Document section
▬▬▬▬▬▬

During tonight’s event we’ll be joined by eight researchers, artists, designers, and makers who will take us through their digital worlds and their intersections and interactions with internet culture.
We’re excited to have curator and researcher Ilga Minjon helping us put together a powerful program tonight. In Ilga’s work she aims to weave together and facilitate future imaginaries from artistic practices that speculate on the senses and (networked) relations, as well as queer, decolonial and feminist re-writings of belonging.
Can’t join us in person in Amsterdam? Or just want to watch from the comfort of your laptop or phone? All of our events are hybrid so you can also buy a ticket to join The Hmm @ CBK Zuidoost online via our livestream website.

▬▬▬▬▬▬

Assignment
Pull out, word for word, the passage of the event announcement that begins with "We’re excited to" and ends with "re-writings of belonging.". The material has no connection to the event announcement.

Data below
▬▬▬▬▬▬

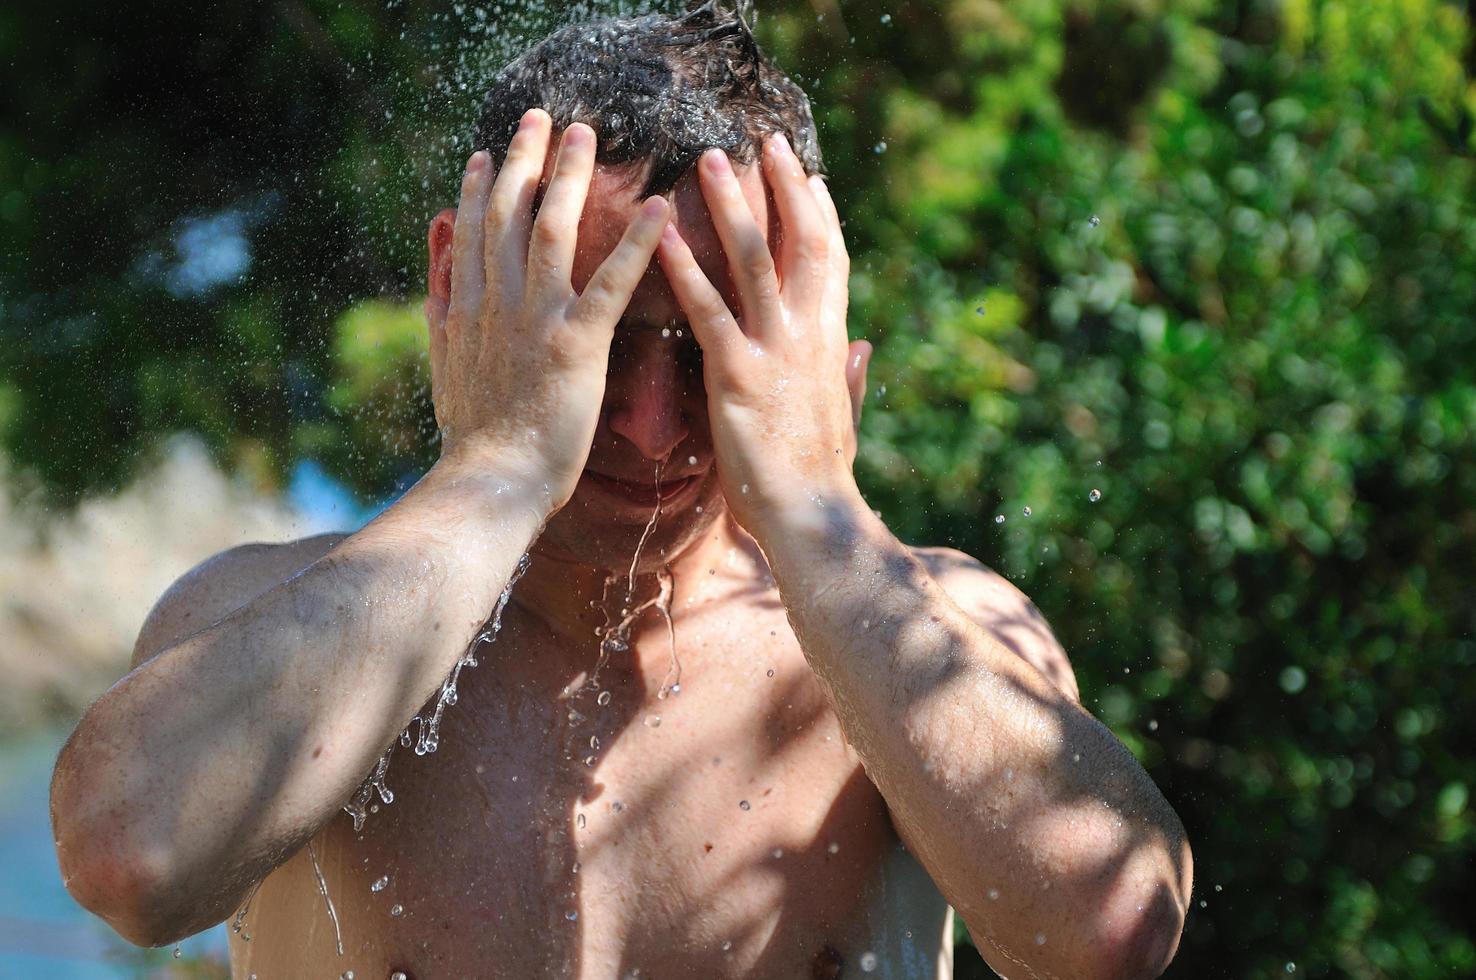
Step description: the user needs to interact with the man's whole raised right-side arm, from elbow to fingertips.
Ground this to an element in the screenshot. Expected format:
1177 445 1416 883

▬▬▬▬▬▬

Response for this exercise
We’re excited to have curator and researcher Ilga Minjon helping us put together a powerful program tonight. In Ilga’s work she aims to weave together and facilitate future imaginaries from artistic practices that speculate on the senses and (networked) relations, as well as queer, decolonial and feminist re-writings of belonging.